---------- The data ----------

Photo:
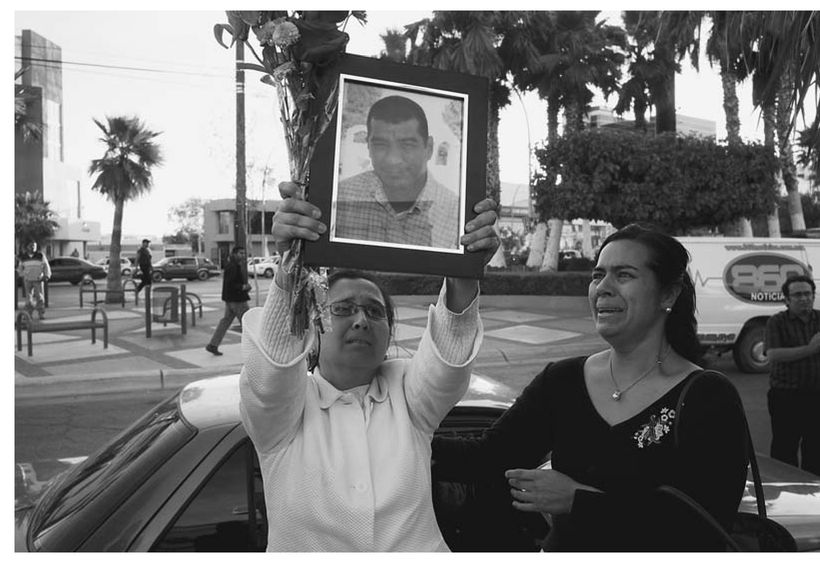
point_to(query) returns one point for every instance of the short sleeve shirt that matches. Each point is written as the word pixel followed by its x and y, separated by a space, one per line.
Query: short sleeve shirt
pixel 785 330
pixel 363 212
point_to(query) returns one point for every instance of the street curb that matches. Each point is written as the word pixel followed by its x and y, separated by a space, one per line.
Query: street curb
pixel 115 382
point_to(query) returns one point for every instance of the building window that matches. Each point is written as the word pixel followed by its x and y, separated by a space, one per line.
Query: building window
pixel 225 222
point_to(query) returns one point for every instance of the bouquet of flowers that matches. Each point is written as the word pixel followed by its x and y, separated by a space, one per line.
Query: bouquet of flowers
pixel 298 51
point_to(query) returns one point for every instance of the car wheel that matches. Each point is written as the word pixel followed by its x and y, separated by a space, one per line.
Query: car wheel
pixel 748 352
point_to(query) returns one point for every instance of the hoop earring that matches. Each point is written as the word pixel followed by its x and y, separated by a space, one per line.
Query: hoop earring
pixel 313 355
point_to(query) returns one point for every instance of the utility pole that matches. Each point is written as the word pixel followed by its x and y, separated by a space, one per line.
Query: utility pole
pixel 240 232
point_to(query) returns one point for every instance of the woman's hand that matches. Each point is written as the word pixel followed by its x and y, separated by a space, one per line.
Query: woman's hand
pixel 295 218
pixel 479 237
pixel 545 491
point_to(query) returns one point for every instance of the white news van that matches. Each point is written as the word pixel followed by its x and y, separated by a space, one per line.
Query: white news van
pixel 737 283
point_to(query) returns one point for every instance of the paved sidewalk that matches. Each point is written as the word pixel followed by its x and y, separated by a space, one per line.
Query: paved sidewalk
pixel 522 333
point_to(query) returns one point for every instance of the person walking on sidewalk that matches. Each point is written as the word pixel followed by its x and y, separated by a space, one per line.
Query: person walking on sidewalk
pixel 235 289
pixel 34 270
pixel 144 263
pixel 793 347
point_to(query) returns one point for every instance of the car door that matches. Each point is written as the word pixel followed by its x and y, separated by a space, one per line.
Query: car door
pixel 173 268
pixel 210 510
pixel 58 269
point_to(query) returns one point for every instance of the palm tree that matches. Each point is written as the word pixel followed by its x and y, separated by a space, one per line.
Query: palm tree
pixel 467 42
pixel 725 47
pixel 33 219
pixel 575 53
pixel 782 51
pixel 123 174
pixel 667 37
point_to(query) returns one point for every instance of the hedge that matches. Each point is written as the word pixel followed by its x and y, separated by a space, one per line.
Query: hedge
pixel 495 283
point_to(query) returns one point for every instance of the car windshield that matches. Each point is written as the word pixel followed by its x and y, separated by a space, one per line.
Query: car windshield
pixel 82 484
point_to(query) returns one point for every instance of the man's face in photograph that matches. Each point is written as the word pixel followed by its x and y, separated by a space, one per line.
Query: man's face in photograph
pixel 399 154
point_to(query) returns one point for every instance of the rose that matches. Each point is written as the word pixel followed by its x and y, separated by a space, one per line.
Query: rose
pixel 320 43
pixel 285 34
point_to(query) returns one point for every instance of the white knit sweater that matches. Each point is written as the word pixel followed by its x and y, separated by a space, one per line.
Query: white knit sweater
pixel 344 472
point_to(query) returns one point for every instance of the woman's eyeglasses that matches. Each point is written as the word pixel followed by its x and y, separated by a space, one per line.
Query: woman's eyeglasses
pixel 374 311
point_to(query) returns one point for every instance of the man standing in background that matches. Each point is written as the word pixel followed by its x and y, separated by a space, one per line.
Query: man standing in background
pixel 34 270
pixel 235 295
pixel 793 347
pixel 145 265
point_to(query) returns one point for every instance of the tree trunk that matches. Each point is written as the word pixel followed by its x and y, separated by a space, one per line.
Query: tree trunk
pixel 493 176
pixel 773 218
pixel 730 105
pixel 550 263
pixel 664 95
pixel 787 168
pixel 742 226
pixel 586 245
pixel 538 244
pixel 572 115
pixel 640 114
pixel 113 281
pixel 240 227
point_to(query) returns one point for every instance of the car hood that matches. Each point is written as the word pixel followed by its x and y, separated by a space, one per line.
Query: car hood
pixel 792 500
pixel 22 519
pixel 215 401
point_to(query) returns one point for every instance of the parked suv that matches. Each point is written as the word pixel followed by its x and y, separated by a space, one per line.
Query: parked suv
pixel 126 268
pixel 188 267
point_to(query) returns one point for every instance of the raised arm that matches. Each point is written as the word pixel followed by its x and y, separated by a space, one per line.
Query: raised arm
pixel 272 384
pixel 439 373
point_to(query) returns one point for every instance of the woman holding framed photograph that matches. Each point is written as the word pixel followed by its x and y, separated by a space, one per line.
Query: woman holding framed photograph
pixel 343 435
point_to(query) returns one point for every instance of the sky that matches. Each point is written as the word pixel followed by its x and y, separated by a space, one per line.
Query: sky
pixel 166 68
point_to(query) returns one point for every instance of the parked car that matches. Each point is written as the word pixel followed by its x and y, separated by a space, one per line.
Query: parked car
pixel 74 270
pixel 188 267
pixel 126 267
pixel 185 477
pixel 263 266
pixel 738 283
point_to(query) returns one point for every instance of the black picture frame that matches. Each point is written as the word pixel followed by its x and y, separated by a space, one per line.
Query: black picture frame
pixel 443 91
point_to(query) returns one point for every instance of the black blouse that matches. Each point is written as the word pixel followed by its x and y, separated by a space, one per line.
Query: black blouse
pixel 554 416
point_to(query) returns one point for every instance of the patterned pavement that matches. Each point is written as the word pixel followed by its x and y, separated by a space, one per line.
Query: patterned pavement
pixel 522 333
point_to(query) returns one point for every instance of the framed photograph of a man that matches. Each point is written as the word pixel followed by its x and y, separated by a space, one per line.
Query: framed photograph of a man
pixel 405 161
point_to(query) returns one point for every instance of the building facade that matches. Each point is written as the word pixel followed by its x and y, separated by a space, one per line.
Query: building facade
pixel 219 228
pixel 39 163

----------

The request: Arrange the items above as a two-column CSV with the header row item_text,answer. Give one row per item, with its text and its answer each in a single quoted field, line breaks replaced by spaces and the pictures omitted.

Answer to this task:
item_text,answer
"Photo: point_to(query) returns one point for every instance of the short sleeve shirt that matches. Each point is written as the word pixel followed by its x and y, separated by a space, one per line. Query: short sleeve shirt","pixel 785 330 pixel 363 212"
"point_to(query) returns one point for every instance of the street curb that matches. Each point is written as the word pixel followed by its x and y, separated by a space, one per line. Query: street curb","pixel 115 382"
"point_to(query) returns one point for every instance of the building window that matches. Each point is written as the word pixel followed by its x and y, separated by a space, one per line. Query: building window","pixel 225 222"
"point_to(query) returns one point for every instance of the bouquet of flowers that matches. Each point is written as the word pixel followed by its x and y, separated by a space, one per line. Query: bouquet of flowers","pixel 298 51"
"point_to(query) returns one point for every instance of the car wheel that matches. Each point is written as the word pixel followed by its x and y, separated by a space, one per line. Query: car wheel","pixel 748 352"
"point_to(query) returns one point for every instance of the hoop earring that matches. Each point is written as the word pixel followed by its x and y, separated by a space, one per line. Query: hoop earring","pixel 313 355"
"point_to(query) returns one point for every instance of the utility pole that matches. Each point is written as the word pixel followed by its x and y, separated by a space, one per line. Query: utility pole","pixel 240 232"
"point_to(query) returns one point for every instance of the woman's hand that matches. Each point is written as the word pixel followed by its x and y, separated by a space, one per line. Query: woman's hand","pixel 295 218 pixel 479 237 pixel 545 491"
"point_to(query) returns one point for every instance of the white news van that matches. Each point is written as the word pixel followed by its x and y, separated by a space, one per line. Query: white news van","pixel 737 283"
"point_to(query) returns one point for every instance of the paved sidewalk that matches. Each point is written as the word pixel followed by its x and y, separated by a space, one per line. Query: paved sidewalk","pixel 522 333"
"point_to(query) returns one point for every instance of the person walking on sidewalk that matches. Each point is written as the word pixel followed by its x and y, separated by a space, one per line. Query: person walking on sidewalk","pixel 235 289 pixel 34 270 pixel 144 263 pixel 793 347"
"point_to(query) returns one point for every instance of the car door that matches. Each point is written as the word pixel followed by its x and y, separated by a space, one per line. Query: car door","pixel 173 268 pixel 210 510 pixel 58 269"
"point_to(query) returns one point for every instance of the palm tree that matches. Each point is written as the word pixel followed by its x and y, separated by a space, one per line. Query: palm tree","pixel 467 42 pixel 725 47 pixel 33 219 pixel 575 53 pixel 782 51 pixel 123 174 pixel 667 37"
"point_to(query) returns one point for every instance of the hedge that matches. Each point is written as the word pixel followed by its x and y, separated by a space, one per line. Query: hedge","pixel 495 283"
"point_to(query) returns one point for every instance of the car windshield that matches. Each point is written as the word pixel followed by its x and y, separated by a space, one per line. Query: car windshield","pixel 82 484"
"point_to(query) returns one point for every instance of the man's face in photograph that matches. Each point is written as the word pixel followed by its x and y, separated by a space, one per line. Query: man's face in photograph","pixel 399 154"
"point_to(query) returns one point for every instance of the rose that matches. Each point is written as the word pixel followed by its x and y, separated by a space, one per line. Query: rose","pixel 320 43 pixel 285 34"
"point_to(query) returns one point for every instance of the white knit sweater that matches. Each point is written as the word pixel followed by its x and y, separated by a space, one per line. Query: white knit sweater","pixel 344 472"
"point_to(query) returns one point for every instance of the woman's eyeglasses that matches. Each point is written as the word pixel followed by its x and y, separated by a space, one per line. Query: woman's eyeglasses","pixel 374 311"
"point_to(query) returns one point for every instance of the man standing in background that matches. Each point is written as the word pixel followed by its x and y, separated by a space, one per line. Query: man standing in background","pixel 34 270 pixel 235 295 pixel 793 347 pixel 145 265"
"point_to(query) returns one point for every instance of the tree trunk that matches. Each point is written as the word pixel followed by its x and y, separated by a space, one per line. Query: tree trunk","pixel 493 176 pixel 773 218 pixel 730 105 pixel 550 263 pixel 664 95 pixel 787 168 pixel 742 226 pixel 586 245 pixel 538 244 pixel 572 115 pixel 640 114 pixel 113 281 pixel 240 227"
"point_to(query) returns one point for every instance of the car hood that matches. Each point is written as the word pixel followed by its x and y, separated by a space, one per line. Query: car hood","pixel 792 500 pixel 22 519 pixel 215 401"
"point_to(query) returns one point for every instance of the parked suv that matches. Each point is written as the word pixel followed by its x and y, separated by a space, one per line. Query: parked suv","pixel 126 268 pixel 188 267"
"point_to(query) returns one point for every instance of the raised arm that matches. Each point is written as the word pixel followed by its x and y, separated by a space, one per line. Query: raised arm","pixel 272 384 pixel 439 373"
"point_to(query) returns one point for every instance of the woman holding framed photograph that matches. Each point is written as the word pixel followed by its x and y, separated by a space, one per line. Query: woman holding framed photograph","pixel 343 435"
"point_to(query) returns one point for every instance of the sky that matches. Each point is written as the word pixel followed by its x and y, separated by a space, one per line. Query: sky","pixel 166 68"
"point_to(query) returns one point for every instance of the parked car that matches. Each point is written as the word pixel followed by its x and y, separated by a space, one per line. Query: parked car","pixel 74 270 pixel 188 267 pixel 126 267 pixel 185 477 pixel 263 266 pixel 738 283"
"point_to(query) returns one point for every instance of the black picture frame that matches. Each point is written as the word pixel followed by its x and y, separated by a space, one per line. Query: black picture frame","pixel 443 91"
"point_to(query) returns one point for every instance of the black blouse that matches. Each point is written as the word pixel followed by its x and y, separated by a space, one per line. Query: black blouse","pixel 554 416"
"point_to(query) returns one point for every instance of the patterned pavement that matches. Each point is written as the word pixel followed by its x and y, separated by a space, one per line. Query: patterned pavement","pixel 522 333"
"point_to(query) returns one point for every instance of the framed photograph of a man that matches. Each point is written as the word pixel followed by its x and y, separated by a space, one per line. Query: framed photograph of a man","pixel 405 161"
"point_to(query) returns one point for every instance of the building facade that matches. Each point is written as the word pixel followed by its x and y, separated by a space, one per line. Query: building facade","pixel 219 228 pixel 39 163"